◆ Quoted text:
☆ ☆ ☆ ☆ ☆ ☆ ☆

Resource manager data structures. There are two main resource
manager data structures--the resource tables and the stream table (see
Figure 4). The resource tables contain
resource entries
that keep track of the state of the resources in the system, whereas
the stream table entries store information about the various streams.
Both locks and latches are used for ensuring
concurrent access. Locks are used to obtain access to logical entities
(such as tables or individual resource and stream entries). Latches are
temporary locks that are held while traversing implementation-dependent
data structures (e.g., hash row chains) and released once the desired
entry is found. Deadlock is avoided since locks on various resources
are obtained in a prespecified order and latches are released before
obtaining any further locks. For the purpose of keeping track of the
streams accessing a device, and the devices accessed by a stream, the
various entries in the tables are cross-linked. These links have to be
maintained in a consistent state while atomically updating the tables.
In the following subsections, we first describe the resource tables,
then the stream table and the cross-linking between the various tables.
Figure 4
Resource table. The resource manager maintains one resource
table for each type of resource (e.g., striping group,
[15]
communication adapter). All the resource tables have the same
structure, making it easy to extend the resource manager for handling
new types of resources. Each resource table is a hash table of resource
entries, indexed on the identifier of the resource. The resource
ID is an arbitrary character string. Figure 4
also shows the main components of a resource entry:
- devId--the
identifier of the resource. This component is used to index the resource
table.
- devType--the
hardware device type. As described below, this component can be used
during initialization for determining the maximum BW of the device.
- maxBW--the
maximum BW that can be allocated on this device. As described below,
this component may be less than the actual maximum BW of the device.
- freeBW--the
unallocated BW on the device
- next--the next
resource entry on the hash chain
- strList--pointer
to a list of stream entries that hold reservations on this device
Stream table. The stream table is a hash table of stream
entries, indexed by the stream identifier. As shown in
Figure 4, the main component of the stream entry,
apart from the stream identifier strId and the hash chain
pointer next, is a subtable called the strDevEntry
table. This subtable contains a list of the devices on which the stream
has a reservation. Each row of the subtable contains the resource
ID of the resource that this row is for, the amount of reserved BW on
this resource, and a pointer nextStr used to maintain the
list of all streams that have reservations on this resource.
Cross-linking. Figure 4 illustrates the
cross-linking between resource entries and stream entries that store the
information about the resources held by various streams and the streams
that are accessing various resources. By scanning the
strDevEntry table, it is possible to find the resources on
which a stream has reservations. For example, stream str1
has reservations on resources res1 and res2.
The list of all stream entries that have reservations on a resource can
be found by starting from the strList pointer in the
resource entry and following the corresponding nextStr
entries in the strDevEntry tables. In the example, the first
stream that has a reservation on res1 is found by following
the strList pointer for res1 and is
str1. The next stream can be found by locating the
strDevEntry row for res1 in str1
and following the nextStr pointer to str2.

☆ ☆ ☆ ☆ ☆ ☆ ☆

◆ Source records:

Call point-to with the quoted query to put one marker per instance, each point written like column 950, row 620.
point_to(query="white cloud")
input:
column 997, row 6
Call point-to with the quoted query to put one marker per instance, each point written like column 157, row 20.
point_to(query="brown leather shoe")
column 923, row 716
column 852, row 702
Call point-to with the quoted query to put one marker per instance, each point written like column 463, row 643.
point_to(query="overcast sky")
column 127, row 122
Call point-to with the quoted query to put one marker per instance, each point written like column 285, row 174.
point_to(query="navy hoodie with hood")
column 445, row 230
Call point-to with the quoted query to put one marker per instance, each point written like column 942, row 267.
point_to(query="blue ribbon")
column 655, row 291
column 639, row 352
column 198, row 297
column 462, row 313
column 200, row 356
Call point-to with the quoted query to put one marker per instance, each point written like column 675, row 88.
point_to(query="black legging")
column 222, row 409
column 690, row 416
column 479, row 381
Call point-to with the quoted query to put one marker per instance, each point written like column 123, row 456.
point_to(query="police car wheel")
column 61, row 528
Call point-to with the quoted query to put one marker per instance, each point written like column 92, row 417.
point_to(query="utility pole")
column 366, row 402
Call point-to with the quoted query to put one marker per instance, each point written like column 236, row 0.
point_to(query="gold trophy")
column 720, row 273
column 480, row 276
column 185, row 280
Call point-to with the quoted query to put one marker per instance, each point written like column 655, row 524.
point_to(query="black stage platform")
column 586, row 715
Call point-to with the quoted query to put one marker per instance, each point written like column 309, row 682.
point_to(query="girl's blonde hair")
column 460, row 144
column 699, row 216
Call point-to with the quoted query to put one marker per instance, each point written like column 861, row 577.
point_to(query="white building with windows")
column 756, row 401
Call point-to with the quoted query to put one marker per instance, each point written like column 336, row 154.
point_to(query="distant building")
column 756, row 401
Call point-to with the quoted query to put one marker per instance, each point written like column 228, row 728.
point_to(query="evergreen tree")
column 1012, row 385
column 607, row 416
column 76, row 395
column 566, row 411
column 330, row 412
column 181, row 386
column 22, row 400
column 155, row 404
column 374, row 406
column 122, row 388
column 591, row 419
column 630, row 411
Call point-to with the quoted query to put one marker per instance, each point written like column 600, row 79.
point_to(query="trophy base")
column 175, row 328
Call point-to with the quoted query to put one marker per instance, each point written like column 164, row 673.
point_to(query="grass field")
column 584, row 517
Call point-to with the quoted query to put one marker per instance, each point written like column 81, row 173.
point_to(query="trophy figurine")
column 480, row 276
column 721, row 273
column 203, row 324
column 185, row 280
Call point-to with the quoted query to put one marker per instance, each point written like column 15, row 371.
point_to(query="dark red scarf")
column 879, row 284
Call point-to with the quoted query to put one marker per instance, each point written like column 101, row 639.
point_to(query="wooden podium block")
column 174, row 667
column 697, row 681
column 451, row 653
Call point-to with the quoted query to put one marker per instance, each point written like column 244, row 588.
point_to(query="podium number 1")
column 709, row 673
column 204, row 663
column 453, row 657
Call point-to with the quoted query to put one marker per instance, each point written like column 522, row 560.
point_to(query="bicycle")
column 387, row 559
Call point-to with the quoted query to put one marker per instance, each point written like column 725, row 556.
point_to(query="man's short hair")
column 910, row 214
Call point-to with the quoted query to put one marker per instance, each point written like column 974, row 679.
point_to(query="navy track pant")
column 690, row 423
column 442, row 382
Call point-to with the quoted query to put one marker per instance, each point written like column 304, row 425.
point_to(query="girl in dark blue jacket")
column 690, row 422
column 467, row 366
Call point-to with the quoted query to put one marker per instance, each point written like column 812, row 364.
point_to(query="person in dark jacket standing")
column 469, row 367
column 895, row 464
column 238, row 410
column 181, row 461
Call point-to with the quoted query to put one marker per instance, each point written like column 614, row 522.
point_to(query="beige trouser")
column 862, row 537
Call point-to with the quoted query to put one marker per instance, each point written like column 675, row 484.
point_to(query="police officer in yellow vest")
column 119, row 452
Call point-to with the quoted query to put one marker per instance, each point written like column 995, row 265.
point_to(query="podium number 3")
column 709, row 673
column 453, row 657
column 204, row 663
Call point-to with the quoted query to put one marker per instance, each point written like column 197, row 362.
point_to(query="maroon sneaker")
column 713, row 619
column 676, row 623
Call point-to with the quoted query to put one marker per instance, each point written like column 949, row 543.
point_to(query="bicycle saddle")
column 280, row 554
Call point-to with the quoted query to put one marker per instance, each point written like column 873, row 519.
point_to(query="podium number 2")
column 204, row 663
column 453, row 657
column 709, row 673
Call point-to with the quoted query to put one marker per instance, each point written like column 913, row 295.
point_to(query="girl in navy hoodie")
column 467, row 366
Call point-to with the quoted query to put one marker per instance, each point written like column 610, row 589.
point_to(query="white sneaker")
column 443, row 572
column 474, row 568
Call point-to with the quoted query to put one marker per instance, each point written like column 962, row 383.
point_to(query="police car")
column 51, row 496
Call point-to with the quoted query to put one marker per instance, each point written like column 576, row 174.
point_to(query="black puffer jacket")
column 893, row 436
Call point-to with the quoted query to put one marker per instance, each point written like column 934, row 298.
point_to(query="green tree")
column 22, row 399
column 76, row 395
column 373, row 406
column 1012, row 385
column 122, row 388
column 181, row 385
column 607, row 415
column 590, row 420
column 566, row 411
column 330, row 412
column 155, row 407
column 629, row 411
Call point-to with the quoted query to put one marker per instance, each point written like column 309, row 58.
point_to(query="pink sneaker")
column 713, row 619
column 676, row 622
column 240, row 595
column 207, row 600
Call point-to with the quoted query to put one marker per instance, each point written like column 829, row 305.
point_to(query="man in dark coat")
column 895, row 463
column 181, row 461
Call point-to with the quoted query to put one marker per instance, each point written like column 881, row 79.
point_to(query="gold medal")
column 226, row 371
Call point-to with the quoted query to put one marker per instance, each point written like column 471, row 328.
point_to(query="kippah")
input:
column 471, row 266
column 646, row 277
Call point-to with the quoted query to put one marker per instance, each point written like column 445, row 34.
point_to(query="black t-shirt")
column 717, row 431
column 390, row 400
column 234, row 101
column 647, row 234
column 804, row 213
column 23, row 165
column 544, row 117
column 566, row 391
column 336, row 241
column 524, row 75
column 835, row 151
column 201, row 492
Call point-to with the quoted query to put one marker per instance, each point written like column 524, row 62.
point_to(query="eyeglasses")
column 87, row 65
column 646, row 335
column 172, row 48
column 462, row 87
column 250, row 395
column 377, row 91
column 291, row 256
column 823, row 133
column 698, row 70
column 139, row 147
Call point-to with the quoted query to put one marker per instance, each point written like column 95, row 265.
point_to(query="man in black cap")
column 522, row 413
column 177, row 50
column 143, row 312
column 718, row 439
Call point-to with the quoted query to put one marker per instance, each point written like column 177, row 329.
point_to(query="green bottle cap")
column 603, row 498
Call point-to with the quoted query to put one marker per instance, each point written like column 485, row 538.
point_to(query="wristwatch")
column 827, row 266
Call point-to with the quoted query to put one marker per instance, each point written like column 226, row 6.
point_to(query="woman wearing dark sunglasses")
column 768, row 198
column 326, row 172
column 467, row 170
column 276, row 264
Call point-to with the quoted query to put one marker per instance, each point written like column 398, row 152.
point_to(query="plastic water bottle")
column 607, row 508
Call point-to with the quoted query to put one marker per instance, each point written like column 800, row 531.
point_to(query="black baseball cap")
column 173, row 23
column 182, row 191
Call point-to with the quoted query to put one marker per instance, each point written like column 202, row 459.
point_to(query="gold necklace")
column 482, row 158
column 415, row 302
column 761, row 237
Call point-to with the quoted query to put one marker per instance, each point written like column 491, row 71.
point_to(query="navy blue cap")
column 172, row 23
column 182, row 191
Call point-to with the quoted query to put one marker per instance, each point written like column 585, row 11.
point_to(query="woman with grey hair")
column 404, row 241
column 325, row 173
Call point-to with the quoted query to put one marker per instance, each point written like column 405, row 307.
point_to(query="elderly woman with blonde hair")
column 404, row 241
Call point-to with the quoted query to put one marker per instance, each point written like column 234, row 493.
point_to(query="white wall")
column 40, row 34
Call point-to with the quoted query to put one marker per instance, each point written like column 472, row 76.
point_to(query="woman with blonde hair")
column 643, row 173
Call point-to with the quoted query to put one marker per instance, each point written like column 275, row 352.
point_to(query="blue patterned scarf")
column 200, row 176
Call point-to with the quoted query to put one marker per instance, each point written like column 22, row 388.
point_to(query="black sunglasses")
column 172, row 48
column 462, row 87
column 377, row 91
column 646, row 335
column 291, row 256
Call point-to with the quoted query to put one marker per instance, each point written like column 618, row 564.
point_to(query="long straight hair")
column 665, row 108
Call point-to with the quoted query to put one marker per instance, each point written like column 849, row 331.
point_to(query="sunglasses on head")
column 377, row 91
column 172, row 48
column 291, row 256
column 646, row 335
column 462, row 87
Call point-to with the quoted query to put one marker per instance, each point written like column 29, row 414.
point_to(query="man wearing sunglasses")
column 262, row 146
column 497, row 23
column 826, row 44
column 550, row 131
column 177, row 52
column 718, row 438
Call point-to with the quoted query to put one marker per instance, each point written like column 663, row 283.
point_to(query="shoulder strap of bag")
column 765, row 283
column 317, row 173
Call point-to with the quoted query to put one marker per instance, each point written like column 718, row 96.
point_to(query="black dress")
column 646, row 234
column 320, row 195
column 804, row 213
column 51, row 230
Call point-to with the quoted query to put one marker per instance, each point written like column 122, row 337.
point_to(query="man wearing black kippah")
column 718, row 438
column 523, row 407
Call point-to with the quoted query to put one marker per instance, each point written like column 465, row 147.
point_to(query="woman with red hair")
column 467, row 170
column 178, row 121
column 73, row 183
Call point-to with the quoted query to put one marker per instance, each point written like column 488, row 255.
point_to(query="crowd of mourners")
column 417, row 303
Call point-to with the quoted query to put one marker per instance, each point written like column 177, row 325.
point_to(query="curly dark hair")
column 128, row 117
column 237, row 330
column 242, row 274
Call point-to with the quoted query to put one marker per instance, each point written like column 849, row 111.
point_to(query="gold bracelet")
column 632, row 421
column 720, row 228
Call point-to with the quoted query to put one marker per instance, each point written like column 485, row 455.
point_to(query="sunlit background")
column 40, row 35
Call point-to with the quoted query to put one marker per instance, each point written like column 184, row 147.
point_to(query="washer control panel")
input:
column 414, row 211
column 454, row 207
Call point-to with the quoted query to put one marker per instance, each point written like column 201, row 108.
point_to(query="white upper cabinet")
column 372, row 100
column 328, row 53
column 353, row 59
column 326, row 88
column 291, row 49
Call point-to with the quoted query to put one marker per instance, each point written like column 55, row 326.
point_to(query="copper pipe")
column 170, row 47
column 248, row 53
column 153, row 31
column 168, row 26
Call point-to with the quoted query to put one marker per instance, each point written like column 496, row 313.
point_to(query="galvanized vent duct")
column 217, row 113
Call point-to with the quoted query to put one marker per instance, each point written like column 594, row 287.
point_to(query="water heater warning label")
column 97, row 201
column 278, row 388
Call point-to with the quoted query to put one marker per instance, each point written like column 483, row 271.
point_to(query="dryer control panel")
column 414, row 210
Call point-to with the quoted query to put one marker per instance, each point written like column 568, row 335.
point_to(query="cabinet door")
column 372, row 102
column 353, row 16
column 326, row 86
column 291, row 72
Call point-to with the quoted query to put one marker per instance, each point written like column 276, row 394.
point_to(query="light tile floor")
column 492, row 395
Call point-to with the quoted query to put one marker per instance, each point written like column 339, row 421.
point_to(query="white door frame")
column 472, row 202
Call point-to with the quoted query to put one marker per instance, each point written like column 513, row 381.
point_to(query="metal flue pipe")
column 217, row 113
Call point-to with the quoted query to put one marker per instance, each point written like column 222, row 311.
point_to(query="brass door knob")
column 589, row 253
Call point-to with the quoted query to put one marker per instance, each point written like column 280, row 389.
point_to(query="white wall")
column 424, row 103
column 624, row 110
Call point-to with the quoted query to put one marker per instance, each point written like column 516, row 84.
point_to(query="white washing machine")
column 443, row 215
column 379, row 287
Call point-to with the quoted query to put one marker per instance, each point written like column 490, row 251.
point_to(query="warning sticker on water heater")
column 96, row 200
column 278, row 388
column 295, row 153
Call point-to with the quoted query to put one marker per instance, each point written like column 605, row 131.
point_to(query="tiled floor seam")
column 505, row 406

☆ ☆ ☆ ☆ ☆ ☆ ☆

◆ Task set:
1. List every component of a resource entry named in the passage on resource manager data structures.
2. In the entries, change "black t-shirt" to "gray t-shirt" in the lines starting at the one containing "445, row 34." and ending at the one containing "column 201, row 492". Return only those lines.

◆ Outputs in order:
1. devId, devType, maxBW, freeBW, next, strList

2.
Call point-to with the quoted query to put one marker per instance, each point written like column 445, row 34.
point_to(query="gray t-shirt")
column 717, row 431
column 390, row 400
column 234, row 101
column 647, row 234
column 804, row 213
column 23, row 165
column 544, row 117
column 566, row 391
column 336, row 241
column 524, row 75
column 835, row 151
column 201, row 492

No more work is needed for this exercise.